* **INSTRUCTIONS TO FOLLOW**
Copy out, word for word, the lines from the one containing "Q: For every instance of the distant" to the one containing "x=108, y=33", including both of those lines.

* **RECORDS FOR THE TASK**
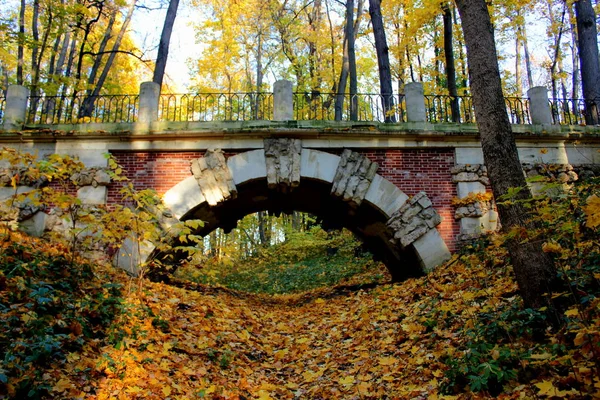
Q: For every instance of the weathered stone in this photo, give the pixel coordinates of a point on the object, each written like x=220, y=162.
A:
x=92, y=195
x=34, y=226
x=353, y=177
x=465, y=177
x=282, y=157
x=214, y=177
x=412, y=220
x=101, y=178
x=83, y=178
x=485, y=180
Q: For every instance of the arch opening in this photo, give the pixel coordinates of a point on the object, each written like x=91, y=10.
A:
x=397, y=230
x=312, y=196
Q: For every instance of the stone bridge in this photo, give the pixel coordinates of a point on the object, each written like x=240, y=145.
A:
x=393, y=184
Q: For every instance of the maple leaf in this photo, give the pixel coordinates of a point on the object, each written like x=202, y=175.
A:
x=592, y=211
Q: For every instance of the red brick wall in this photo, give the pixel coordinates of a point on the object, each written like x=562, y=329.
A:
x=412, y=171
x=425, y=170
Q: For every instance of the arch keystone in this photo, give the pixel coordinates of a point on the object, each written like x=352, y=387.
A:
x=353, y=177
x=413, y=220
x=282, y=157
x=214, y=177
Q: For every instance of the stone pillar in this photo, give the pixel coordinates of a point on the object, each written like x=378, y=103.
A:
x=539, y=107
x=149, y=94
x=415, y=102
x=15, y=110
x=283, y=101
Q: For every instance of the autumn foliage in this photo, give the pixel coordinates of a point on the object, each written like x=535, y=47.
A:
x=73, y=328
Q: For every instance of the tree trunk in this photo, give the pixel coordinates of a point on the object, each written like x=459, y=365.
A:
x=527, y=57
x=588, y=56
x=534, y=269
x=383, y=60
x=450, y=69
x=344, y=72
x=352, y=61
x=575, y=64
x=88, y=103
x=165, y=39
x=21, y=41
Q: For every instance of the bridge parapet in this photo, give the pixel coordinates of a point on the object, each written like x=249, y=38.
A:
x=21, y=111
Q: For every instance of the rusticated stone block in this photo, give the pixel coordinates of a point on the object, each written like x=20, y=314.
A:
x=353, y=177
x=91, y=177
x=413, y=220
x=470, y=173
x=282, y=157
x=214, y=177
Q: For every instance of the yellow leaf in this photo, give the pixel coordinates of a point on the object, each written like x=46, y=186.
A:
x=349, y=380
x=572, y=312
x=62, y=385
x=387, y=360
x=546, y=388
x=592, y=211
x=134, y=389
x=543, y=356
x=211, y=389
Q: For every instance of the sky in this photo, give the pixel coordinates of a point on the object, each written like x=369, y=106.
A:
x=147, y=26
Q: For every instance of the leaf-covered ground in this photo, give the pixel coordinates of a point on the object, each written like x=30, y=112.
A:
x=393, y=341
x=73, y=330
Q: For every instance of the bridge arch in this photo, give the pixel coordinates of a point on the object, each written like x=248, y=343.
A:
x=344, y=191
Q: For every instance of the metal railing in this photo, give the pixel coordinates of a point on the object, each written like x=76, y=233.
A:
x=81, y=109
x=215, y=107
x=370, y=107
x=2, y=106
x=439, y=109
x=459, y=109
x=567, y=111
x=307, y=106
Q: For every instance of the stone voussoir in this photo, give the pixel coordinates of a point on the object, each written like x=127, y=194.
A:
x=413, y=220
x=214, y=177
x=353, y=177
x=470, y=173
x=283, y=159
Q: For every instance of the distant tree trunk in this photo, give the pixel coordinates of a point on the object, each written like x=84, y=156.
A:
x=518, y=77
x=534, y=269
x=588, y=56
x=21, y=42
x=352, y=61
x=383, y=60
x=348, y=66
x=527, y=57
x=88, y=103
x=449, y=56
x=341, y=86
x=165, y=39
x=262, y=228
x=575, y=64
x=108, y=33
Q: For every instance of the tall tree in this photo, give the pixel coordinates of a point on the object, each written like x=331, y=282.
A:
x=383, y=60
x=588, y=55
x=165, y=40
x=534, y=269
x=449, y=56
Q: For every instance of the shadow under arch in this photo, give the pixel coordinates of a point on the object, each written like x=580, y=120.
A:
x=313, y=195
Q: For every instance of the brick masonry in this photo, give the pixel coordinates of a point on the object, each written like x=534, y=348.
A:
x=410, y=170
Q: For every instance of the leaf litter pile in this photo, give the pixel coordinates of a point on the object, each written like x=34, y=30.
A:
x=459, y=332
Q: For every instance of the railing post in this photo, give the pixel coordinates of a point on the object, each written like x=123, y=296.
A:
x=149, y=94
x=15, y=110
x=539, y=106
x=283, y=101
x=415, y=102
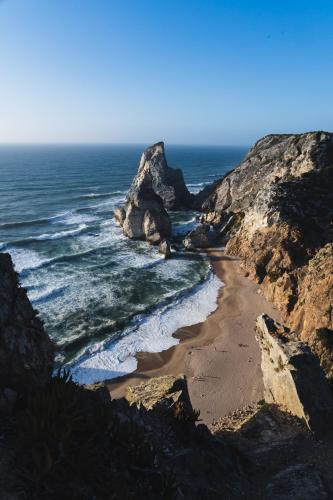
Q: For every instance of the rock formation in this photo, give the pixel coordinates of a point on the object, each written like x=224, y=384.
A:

* **ANSWER TO THE TASK**
Q: For every instance of the distant tree trunk in this photo, give the pixel coordinates of a point on the object, each written like x=84, y=156.
A:
x=518, y=77
x=534, y=269
x=588, y=56
x=21, y=42
x=352, y=61
x=383, y=60
x=348, y=66
x=527, y=57
x=88, y=103
x=449, y=56
x=341, y=86
x=165, y=39
x=262, y=228
x=575, y=64
x=108, y=33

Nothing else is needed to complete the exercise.